- _What to work on_:
Write the data out again exactly, dropping any images it holds.

======== Data supplied ========

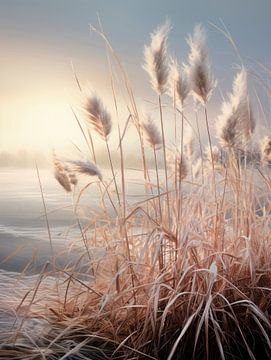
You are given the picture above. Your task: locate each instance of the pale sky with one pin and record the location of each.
(38, 39)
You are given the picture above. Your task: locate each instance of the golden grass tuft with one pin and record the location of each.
(186, 272)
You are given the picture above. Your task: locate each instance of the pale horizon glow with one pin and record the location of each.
(39, 39)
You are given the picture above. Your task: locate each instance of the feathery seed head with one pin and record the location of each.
(97, 116)
(198, 69)
(179, 86)
(178, 163)
(188, 142)
(85, 167)
(156, 61)
(61, 175)
(215, 156)
(152, 134)
(265, 150)
(236, 123)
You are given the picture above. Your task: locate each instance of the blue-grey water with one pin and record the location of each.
(24, 239)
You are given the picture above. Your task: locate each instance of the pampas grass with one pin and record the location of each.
(236, 123)
(179, 85)
(198, 68)
(86, 167)
(151, 133)
(97, 116)
(265, 150)
(191, 283)
(62, 176)
(156, 59)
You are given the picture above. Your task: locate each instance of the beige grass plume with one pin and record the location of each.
(178, 163)
(156, 60)
(188, 142)
(178, 83)
(97, 115)
(215, 156)
(265, 150)
(236, 123)
(61, 175)
(86, 168)
(152, 134)
(198, 69)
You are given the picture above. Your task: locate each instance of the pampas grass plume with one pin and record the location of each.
(236, 123)
(97, 115)
(198, 70)
(86, 168)
(265, 150)
(152, 134)
(61, 175)
(179, 86)
(156, 60)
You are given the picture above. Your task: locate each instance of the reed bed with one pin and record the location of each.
(187, 271)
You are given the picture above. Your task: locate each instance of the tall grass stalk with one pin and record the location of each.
(143, 297)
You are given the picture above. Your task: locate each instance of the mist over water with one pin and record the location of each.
(24, 235)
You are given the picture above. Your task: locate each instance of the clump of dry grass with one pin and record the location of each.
(265, 150)
(189, 282)
(236, 124)
(156, 59)
(198, 68)
(97, 116)
(62, 176)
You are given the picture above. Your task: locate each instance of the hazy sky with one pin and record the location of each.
(39, 38)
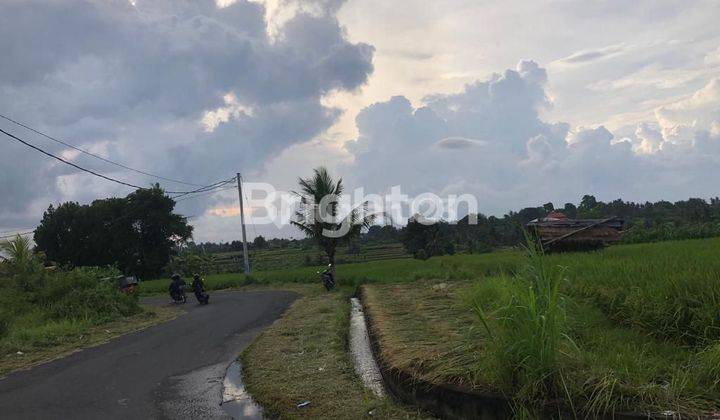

========

- _Answer space_:
You are given the picture above. Your task: locate each instance of the pale sky with one pin and record the location of each.
(38, 39)
You are given the picture above. Your task: locate each instance of the golden grass tuft with one pin and record the location of each.
(186, 272)
You are given the picture above. Your task: locate each instance of the pale horizon glow with one pin and record the location of each.
(39, 39)
You are given the picture above. Your task: locate each instance of the feathery seed head with one pin and record the location of each.
(97, 116)
(198, 69)
(179, 86)
(178, 163)
(188, 142)
(85, 167)
(156, 61)
(61, 175)
(215, 156)
(152, 134)
(265, 150)
(236, 123)
You are given the picture above. Your task: locate each instance of the blue-grey water with one pin and record the location of each.
(24, 239)
You are given the picture above. Your task: locate each instance of the pampas grass with one pin and record the location of each.
(236, 123)
(179, 85)
(198, 68)
(86, 167)
(151, 133)
(97, 116)
(265, 150)
(191, 283)
(62, 176)
(156, 59)
You are given the picture above. Your task: locate each instance of the beige grass plume with one pin and record the location of each.
(178, 163)
(156, 60)
(188, 142)
(178, 83)
(97, 115)
(215, 156)
(265, 150)
(236, 123)
(61, 175)
(86, 168)
(152, 134)
(198, 69)
You are given the picture above. Your task: locate each instance of the pampas grass plume with one pin and record the location of each.
(236, 123)
(97, 115)
(198, 70)
(86, 168)
(265, 150)
(152, 134)
(61, 175)
(179, 86)
(156, 60)
You are given the picture above. Your task: locate each instance of the reed bed with one pin and record the location of each.
(187, 271)
You are given the picture above. Your task: locate each instance of the tall grass stalk with one pin and record the location of each.
(143, 297)
You are given the picture above. Your task: locate each instance of the mist over water with one pin and record the location of each.
(24, 235)
You are given the picture above. Your task: locate each instance of the clump of dry grass with one pin and record the location of each.
(265, 150)
(189, 282)
(236, 124)
(156, 59)
(198, 68)
(97, 116)
(62, 176)
You are given the picture above. Your task: locate each instance of the hazy sky with one pin and record the location of each.
(39, 38)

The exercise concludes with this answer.